§ **EXTRACT**
=======

I get a lot of inquiries that relate to whether a cancer is gone after it is removed, or what will be the outcome.

Sometimes these are tough to answer, and the reason is micrometastasis.

Micrometastsis occurs when a cancer spreads from a site, but the spread is not detectable by the usual means available.  Only a few cells take off, traveling perhaps in the circulation to set up shop elsewhere in the dog’s body. So few cells spread, that they are undetectable.

So you have someone like me take the tumor out, for example, and the borders are examined by a pathologist to see if the margins are “clean” (no cancer cells at the edge, they are all located near the center of the removed piece, suggesting complete removal).  Your path report says “complete excision” (complete removal).

Say though, that you are faced with the diagnosis of a malignant melanoma, a Grade 3 mast cell tumor, an osteosarcoma, an advanced squamous cell carcinoma,  a large hemangiosarcoma, or some other kind of canine cancer with a known tendency to spread.

Suppose your vet or oncologist was very thorough and did all that could be done to see whether there was evidence of spread, and all the tests were negative.  But your vet or oncologist is still pessimistic.  Why?

Micrometastasis.  The cancer did spread, but only a few cells.  These can sneak up on us later, turning up as cancers that were not there at the time we checked, but were there later.

This is why we are sometimes talking about steps beyond surgery when there is no evidence the cancer has spread. We want to make sure we are addressing the known tendency of these cancers to take off, even when the tests looking for spread are negative.

=======

Region pointing data

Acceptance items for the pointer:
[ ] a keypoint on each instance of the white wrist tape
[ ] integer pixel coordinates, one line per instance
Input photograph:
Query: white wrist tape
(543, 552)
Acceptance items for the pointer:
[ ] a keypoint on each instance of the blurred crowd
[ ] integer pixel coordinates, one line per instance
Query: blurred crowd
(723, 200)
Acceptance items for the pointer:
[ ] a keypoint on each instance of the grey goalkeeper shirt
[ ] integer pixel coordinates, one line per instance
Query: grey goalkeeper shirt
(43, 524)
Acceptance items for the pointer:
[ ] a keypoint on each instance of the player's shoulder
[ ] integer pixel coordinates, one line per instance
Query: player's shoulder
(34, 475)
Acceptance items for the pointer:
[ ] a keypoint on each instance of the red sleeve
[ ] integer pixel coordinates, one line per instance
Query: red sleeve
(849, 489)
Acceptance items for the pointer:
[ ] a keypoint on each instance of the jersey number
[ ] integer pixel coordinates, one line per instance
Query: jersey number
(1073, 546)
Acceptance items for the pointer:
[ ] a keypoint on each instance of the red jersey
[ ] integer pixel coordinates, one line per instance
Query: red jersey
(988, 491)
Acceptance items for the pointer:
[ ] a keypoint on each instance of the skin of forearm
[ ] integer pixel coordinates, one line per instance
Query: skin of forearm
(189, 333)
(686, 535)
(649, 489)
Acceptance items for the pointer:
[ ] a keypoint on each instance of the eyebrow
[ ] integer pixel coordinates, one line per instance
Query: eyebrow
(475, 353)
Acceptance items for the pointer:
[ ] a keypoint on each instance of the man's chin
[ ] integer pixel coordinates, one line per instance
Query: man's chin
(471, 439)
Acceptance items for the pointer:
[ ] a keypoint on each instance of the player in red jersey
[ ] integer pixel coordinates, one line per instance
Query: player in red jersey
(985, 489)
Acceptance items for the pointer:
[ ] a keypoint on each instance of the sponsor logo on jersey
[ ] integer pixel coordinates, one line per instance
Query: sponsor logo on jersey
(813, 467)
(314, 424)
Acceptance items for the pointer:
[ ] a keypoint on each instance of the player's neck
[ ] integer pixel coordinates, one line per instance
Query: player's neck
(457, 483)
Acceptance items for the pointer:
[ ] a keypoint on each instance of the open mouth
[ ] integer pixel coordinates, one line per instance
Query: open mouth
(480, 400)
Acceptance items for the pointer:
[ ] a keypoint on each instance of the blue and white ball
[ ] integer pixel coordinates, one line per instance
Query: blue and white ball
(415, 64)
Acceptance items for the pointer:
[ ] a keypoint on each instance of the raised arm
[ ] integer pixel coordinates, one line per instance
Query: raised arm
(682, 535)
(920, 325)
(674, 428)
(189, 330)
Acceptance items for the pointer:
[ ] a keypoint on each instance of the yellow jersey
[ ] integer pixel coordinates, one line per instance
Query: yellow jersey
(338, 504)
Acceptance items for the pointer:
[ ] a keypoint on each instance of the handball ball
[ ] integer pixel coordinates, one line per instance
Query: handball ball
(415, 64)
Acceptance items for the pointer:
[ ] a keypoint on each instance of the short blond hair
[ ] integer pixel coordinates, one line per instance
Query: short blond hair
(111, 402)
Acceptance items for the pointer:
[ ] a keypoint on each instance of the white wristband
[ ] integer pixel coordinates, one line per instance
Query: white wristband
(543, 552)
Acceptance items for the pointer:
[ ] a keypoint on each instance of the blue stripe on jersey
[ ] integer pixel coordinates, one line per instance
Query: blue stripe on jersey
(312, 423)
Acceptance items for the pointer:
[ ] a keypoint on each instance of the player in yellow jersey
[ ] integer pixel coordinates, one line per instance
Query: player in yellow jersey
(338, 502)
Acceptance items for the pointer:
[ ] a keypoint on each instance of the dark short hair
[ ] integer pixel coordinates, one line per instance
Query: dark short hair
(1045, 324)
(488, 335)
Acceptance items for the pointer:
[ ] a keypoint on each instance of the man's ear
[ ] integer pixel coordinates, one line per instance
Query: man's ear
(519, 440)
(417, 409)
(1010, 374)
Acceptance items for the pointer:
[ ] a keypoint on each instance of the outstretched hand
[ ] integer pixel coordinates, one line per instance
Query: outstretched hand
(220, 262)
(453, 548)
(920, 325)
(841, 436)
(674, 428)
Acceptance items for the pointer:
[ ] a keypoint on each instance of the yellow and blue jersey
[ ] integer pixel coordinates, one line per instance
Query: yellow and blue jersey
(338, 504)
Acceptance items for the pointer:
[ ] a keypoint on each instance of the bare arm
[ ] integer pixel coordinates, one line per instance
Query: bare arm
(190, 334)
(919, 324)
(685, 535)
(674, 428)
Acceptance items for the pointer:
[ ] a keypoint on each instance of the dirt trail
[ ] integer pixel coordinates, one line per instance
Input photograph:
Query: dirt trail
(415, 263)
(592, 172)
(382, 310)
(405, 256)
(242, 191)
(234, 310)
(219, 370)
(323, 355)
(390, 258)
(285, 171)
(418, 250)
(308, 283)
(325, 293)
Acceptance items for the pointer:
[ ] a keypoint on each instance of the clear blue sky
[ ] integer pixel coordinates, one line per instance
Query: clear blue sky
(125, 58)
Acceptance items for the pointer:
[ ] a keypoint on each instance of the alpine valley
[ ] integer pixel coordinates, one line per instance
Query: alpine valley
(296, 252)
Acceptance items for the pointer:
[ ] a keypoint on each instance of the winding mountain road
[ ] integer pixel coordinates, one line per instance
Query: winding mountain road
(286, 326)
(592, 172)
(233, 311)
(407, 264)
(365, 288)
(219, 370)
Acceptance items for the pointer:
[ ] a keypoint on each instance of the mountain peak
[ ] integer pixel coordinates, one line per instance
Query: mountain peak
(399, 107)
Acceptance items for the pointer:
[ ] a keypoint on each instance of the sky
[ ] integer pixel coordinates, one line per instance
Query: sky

=======

§ **EXERCISES TO COMPLETE**
A: Set down the passage from the text on micrometastasis from "Micrometastasis.  The cancer" up to and including "were there later.", word for word.
B: In the text on micrometastasis, rewrite the paragraph beginning "This is why we are sometimes talking" in fewer words, keeping its main facts.

§ **SOLUTIONS TO THE EXERCISE**
A:
Micrometastasis.  The cancer did spread, but only a few cells.  These can sneak up on us later, turning up as cancers that were not there at the time we checked, but were there later.

B: Steps beyond surgery are sometimes discussed even when there is no evidence of spread. This is done to address these cancers' known tendency to spread, even when tests for spread come back negative.